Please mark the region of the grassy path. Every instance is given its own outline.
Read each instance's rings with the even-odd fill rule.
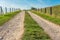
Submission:
[[[44,29],[44,31],[49,34],[52,40],[60,40],[60,26],[59,25],[49,22],[32,12],[28,12],[28,13]]]
[[[25,33],[22,40],[50,40],[50,37],[26,12]]]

****

*To be done:*
Report every line in the data above that contains the string "instance", matching case exactly.

*Response below:*
Please mark the region of the grassy path. Every instance is given its own outline.
Read each instance's rings with the even-odd fill rule.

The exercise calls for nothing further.